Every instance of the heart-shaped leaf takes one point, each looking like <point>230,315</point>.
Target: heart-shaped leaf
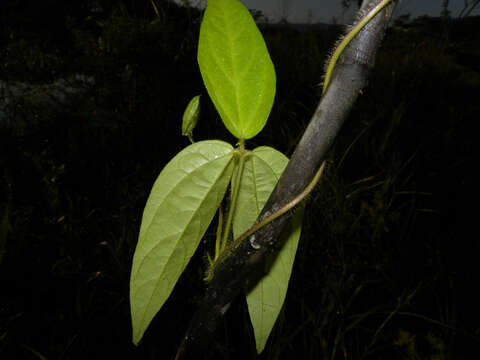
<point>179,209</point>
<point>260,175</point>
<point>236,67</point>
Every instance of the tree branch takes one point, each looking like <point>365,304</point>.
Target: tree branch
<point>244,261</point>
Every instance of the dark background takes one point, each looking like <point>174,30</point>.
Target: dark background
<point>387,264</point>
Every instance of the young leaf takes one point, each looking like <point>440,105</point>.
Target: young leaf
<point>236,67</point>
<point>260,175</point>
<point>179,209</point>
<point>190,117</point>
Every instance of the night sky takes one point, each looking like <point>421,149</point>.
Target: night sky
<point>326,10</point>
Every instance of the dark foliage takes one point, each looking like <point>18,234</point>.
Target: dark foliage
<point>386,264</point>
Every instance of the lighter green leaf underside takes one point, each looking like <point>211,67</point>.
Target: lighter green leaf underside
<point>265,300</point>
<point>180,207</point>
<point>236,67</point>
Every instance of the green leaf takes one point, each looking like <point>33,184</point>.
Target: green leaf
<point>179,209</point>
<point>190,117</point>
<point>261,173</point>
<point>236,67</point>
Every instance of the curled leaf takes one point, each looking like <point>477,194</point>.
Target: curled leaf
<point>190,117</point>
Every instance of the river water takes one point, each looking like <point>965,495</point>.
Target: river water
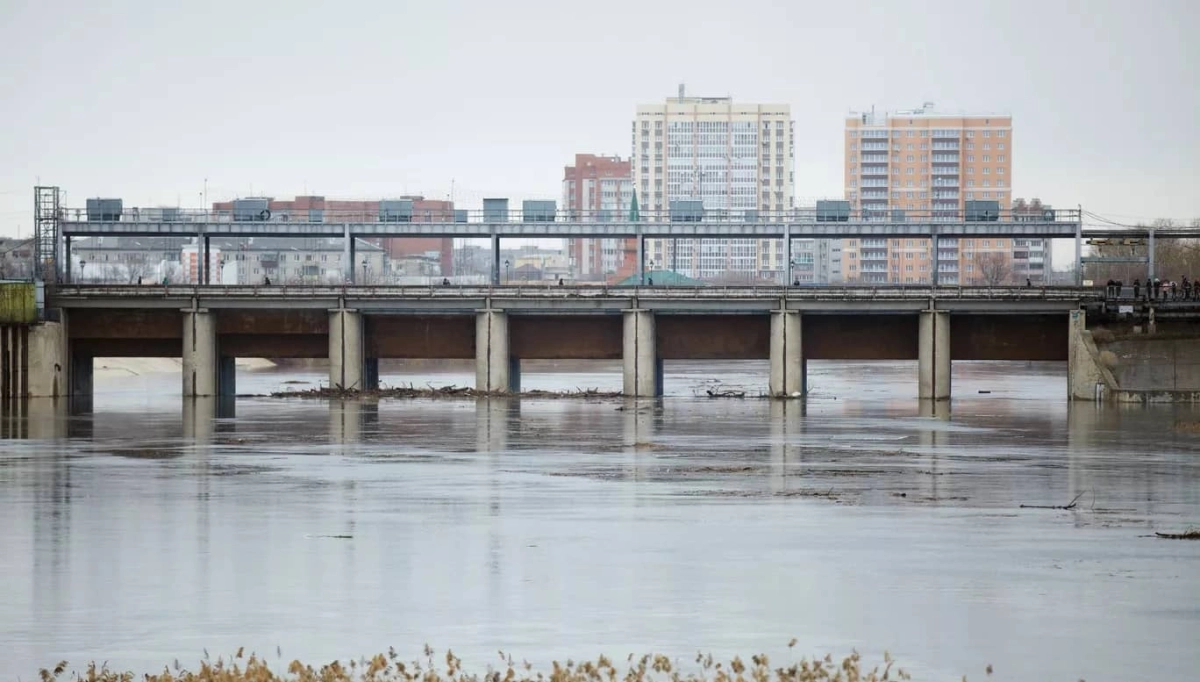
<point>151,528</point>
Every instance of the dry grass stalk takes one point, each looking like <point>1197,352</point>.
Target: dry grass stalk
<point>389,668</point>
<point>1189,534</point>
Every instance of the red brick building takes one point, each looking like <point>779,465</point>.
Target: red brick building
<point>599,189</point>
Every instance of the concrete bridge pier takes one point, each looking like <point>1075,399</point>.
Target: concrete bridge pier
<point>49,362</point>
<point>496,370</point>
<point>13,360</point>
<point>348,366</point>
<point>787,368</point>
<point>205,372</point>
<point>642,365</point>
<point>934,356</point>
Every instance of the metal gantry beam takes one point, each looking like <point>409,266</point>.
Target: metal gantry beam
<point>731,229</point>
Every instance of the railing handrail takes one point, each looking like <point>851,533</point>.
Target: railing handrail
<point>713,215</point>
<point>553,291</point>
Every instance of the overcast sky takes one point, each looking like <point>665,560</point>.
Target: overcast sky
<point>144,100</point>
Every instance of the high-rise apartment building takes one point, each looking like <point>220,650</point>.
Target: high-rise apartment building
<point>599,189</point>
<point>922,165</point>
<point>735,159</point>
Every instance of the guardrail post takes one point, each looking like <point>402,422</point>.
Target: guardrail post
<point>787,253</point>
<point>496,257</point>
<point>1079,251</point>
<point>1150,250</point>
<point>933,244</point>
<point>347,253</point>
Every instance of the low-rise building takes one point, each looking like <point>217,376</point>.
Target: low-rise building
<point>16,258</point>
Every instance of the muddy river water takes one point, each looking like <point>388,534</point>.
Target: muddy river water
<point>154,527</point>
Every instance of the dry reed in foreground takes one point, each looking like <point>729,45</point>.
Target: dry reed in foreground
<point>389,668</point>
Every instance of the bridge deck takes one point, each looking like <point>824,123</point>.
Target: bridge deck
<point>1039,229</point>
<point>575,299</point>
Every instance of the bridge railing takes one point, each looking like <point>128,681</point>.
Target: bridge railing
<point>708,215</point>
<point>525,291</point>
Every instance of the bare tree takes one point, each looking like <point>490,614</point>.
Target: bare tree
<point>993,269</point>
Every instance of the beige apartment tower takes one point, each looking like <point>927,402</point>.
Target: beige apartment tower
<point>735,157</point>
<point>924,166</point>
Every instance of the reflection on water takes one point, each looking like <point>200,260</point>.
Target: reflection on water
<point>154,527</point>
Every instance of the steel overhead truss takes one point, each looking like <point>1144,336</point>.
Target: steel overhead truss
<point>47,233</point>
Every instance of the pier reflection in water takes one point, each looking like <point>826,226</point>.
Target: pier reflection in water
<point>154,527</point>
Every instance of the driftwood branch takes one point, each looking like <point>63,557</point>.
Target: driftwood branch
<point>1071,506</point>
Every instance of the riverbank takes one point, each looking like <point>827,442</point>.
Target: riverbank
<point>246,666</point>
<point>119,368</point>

-=-=-=-=-

*What the exercise asks*. Rewrite the data from its first line through the line containing "<point>151,528</point>", keeping every line, requests included, but multiplying each answer point coordinate by 2.4 and rounding to a whole number, with halves rounded up. Leave the coordinates in the requests unchanged, and leave the pictures out.

*Solution*.
Every instance of the heart-shaped leaf takes one point, each looking like <point>230,315</point>.
Target: heart-shaped leaf
<point>430,502</point>
<point>624,420</point>
<point>566,161</point>
Every instance of the tree branch takes one point, each looking like <point>365,304</point>.
Target: tree branch
<point>586,626</point>
Every instance of the dark background takes one point, each looking like <point>174,30</point>.
Target: dark background
<point>929,634</point>
Every instance of the young leaf takes one point, each looking like <point>440,105</point>.
Target: young leaf
<point>566,161</point>
<point>624,420</point>
<point>430,502</point>
<point>456,281</point>
Every instance of the night sky takes one point, each looking like <point>421,149</point>.
Target: night sky
<point>782,24</point>
Every instance of the dark foliage takes one point, each looking like <point>18,234</point>.
Target: dark foliage
<point>926,634</point>
Every instance of the lighter green leaf underside takes one point, each looking like <point>211,67</point>.
Target: lighter green leaf underside
<point>636,720</point>
<point>432,497</point>
<point>566,161</point>
Every instance of the green leaf takes one point, each looking like <point>33,184</point>.
Target: green leaf
<point>430,502</point>
<point>456,281</point>
<point>626,415</point>
<point>566,161</point>
Every instance of the curled leaf takes one point, each looking like <point>477,194</point>.
Target: curled leaf
<point>456,281</point>
Every instance of the river water takes one point, each looking like <point>965,495</point>.
Target: river water
<point>362,1267</point>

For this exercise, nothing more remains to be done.